EXERCISE REQUIREMENTS:
Pick out every line of the listing that contains the string "front", matching case exactly, and copy each one.
──────────
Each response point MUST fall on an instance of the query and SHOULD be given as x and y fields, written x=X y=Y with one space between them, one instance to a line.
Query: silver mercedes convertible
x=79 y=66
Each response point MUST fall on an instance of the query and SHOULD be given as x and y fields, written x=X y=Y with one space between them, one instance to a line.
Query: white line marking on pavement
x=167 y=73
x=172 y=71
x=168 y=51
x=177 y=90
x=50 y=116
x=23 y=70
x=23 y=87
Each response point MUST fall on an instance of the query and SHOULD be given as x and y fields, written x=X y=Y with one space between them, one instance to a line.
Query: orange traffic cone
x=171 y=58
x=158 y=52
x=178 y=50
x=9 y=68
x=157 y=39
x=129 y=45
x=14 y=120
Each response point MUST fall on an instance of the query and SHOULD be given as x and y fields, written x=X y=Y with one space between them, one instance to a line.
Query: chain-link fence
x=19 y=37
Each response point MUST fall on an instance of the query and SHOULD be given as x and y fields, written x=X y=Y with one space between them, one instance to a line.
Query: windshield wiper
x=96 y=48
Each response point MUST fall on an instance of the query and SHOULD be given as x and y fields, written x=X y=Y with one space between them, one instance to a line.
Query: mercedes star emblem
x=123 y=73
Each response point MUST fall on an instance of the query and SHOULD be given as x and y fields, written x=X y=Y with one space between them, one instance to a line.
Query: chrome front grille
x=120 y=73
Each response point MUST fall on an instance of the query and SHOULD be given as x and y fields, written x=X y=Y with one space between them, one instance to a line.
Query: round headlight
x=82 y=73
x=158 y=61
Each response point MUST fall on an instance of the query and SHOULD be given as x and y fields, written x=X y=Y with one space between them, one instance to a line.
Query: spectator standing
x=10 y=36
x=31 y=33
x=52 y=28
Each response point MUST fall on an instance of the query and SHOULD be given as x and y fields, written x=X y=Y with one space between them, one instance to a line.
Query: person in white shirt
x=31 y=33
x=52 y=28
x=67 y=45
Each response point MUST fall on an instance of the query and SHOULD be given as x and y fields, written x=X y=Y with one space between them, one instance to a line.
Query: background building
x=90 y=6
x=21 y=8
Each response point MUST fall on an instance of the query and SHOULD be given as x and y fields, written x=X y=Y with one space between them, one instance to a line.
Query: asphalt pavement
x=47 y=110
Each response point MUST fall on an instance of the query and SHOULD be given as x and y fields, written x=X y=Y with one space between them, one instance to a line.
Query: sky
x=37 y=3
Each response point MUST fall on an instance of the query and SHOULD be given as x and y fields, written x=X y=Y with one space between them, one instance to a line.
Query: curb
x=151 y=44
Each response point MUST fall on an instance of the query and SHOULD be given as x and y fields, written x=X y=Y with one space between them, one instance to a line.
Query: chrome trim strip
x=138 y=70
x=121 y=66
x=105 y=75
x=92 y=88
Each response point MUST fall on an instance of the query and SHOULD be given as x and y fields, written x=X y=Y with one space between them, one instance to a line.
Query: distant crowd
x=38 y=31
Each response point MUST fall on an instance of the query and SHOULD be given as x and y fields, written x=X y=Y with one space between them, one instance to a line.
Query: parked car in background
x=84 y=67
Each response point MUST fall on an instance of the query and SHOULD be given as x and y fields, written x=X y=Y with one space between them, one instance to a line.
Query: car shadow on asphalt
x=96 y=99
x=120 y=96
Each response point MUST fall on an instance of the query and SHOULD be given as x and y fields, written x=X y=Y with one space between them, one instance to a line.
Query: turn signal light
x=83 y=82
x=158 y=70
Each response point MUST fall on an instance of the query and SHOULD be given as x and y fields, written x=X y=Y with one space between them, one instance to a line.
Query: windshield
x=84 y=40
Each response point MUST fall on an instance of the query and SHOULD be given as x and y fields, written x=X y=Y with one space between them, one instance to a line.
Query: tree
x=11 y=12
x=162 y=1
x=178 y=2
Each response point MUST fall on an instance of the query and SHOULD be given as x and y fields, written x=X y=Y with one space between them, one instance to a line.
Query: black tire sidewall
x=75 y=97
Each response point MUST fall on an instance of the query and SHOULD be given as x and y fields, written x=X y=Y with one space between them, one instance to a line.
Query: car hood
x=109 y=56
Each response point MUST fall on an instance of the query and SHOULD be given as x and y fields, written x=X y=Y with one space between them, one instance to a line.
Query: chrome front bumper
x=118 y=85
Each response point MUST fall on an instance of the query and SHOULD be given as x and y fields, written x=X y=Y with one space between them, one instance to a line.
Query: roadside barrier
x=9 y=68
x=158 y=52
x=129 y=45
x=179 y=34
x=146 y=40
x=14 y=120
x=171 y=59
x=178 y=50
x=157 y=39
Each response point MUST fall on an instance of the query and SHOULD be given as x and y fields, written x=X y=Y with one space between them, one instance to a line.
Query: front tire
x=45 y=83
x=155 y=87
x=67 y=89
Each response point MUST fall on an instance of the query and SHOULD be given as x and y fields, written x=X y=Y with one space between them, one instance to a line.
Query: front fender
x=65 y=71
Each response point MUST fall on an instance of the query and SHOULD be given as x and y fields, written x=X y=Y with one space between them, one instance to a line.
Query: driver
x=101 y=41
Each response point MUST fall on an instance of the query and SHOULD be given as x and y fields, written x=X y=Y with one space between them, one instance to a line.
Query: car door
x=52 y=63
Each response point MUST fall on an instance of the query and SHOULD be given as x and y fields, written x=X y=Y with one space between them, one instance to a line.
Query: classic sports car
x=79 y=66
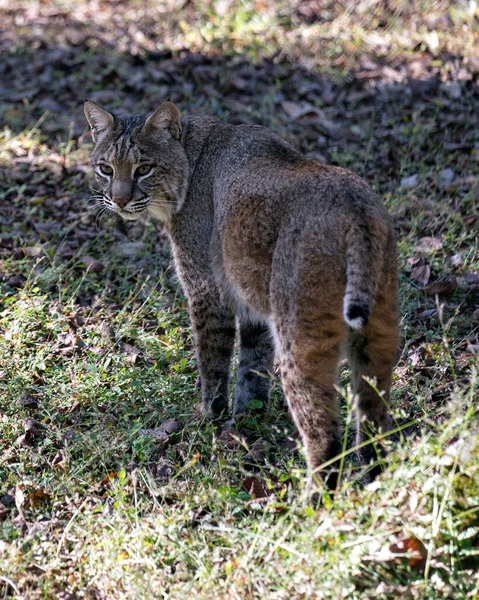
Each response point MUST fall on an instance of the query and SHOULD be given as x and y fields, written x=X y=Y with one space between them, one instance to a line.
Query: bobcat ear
x=99 y=119
x=166 y=116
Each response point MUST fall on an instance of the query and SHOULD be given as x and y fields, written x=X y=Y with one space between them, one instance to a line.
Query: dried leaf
x=471 y=281
x=27 y=400
x=429 y=245
x=230 y=438
x=92 y=264
x=442 y=287
x=255 y=488
x=36 y=498
x=421 y=274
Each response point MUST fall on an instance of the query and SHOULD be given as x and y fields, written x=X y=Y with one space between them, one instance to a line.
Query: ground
x=112 y=485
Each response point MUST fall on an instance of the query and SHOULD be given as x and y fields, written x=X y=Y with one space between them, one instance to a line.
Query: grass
x=112 y=485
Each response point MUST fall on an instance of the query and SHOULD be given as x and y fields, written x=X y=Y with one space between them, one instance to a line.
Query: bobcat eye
x=106 y=169
x=143 y=170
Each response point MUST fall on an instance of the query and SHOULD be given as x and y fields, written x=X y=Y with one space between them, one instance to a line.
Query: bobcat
x=298 y=256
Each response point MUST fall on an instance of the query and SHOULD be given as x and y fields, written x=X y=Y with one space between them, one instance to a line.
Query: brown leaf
x=414 y=548
x=60 y=460
x=36 y=498
x=92 y=264
x=163 y=470
x=230 y=438
x=132 y=352
x=421 y=274
x=170 y=426
x=27 y=400
x=442 y=287
x=255 y=488
x=106 y=480
x=429 y=245
x=471 y=281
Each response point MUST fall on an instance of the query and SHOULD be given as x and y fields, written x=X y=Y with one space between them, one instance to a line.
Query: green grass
x=112 y=484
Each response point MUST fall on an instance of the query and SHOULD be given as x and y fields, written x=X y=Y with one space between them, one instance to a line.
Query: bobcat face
x=140 y=165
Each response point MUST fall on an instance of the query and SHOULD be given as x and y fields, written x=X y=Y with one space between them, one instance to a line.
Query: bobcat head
x=139 y=162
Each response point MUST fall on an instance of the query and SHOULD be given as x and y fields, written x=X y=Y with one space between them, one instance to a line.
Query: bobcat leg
x=308 y=371
x=214 y=332
x=256 y=354
x=373 y=353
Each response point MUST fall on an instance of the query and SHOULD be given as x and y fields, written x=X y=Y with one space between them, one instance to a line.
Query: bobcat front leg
x=214 y=331
x=255 y=361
──────────
IN RESPONSE:
Query: chrome front grille
Query: chrome front bumper
Query: front tire
Query: front fender
Query: bobcat front leg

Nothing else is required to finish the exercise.